## Your goal:
An exact restatement of every record is required.

>>>

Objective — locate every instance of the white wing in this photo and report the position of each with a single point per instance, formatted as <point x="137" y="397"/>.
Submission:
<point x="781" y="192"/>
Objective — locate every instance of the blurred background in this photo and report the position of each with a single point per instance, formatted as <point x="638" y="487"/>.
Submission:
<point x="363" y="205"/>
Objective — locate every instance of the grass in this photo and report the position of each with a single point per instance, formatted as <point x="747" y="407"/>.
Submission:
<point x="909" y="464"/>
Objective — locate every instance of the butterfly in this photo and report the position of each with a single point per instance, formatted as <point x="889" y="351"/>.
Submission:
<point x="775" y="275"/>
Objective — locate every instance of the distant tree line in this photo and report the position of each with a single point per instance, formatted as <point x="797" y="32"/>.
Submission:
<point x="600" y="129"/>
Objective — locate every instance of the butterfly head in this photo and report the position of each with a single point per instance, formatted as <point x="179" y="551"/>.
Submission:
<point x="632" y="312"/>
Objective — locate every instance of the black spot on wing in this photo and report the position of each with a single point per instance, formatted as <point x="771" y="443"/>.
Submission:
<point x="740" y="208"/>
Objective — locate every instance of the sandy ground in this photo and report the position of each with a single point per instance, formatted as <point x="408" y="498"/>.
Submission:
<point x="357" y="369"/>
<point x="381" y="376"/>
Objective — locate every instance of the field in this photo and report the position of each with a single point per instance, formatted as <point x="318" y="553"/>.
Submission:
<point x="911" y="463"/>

<<<

## Exercise result:
Objective — locate every instance of the white wing in this photo and report the position of each with a single point per instance, formatted as <point x="137" y="397"/>.
Submission:
<point x="781" y="192"/>
Objective — locate every instance of the blurred background in this photo and report the position of each with a single point per instance, formatted as <point x="638" y="487"/>.
Submission:
<point x="363" y="205"/>
Objective — locate every instance of the grass in this photo and report the position of each with a single point per instance, formatted as <point x="747" y="407"/>.
Submission:
<point x="909" y="464"/>
Objective — locate every instance of the butterfly in this photo and report the position of each with a single point per instance, formatted as <point x="889" y="351"/>.
Submission:
<point x="775" y="275"/>
Objective — locate every instance of the distant tree line in this photo and report the position of each with a single point per instance, formatted as <point x="797" y="32"/>.
Submission:
<point x="600" y="129"/>
Objective — locate every instance of the butterfly head in this photo and report the position of each with a single point per instance, formatted as <point x="179" y="551"/>.
Submission:
<point x="632" y="312"/>
Objective — locate every instance of the black spot on wing in this photo and report the position of each with a single point per instance, formatted as <point x="771" y="443"/>.
Submission:
<point x="740" y="208"/>
Objective — locate every instance of the sandy ground in this photo and report the position of each with a single point per instance, formatted as <point x="408" y="498"/>.
Submission:
<point x="357" y="369"/>
<point x="381" y="376"/>
Objective — locate every instance of the field in this photo and report the position of each with a single point per instance, formatted as <point x="318" y="553"/>.
Submission:
<point x="911" y="463"/>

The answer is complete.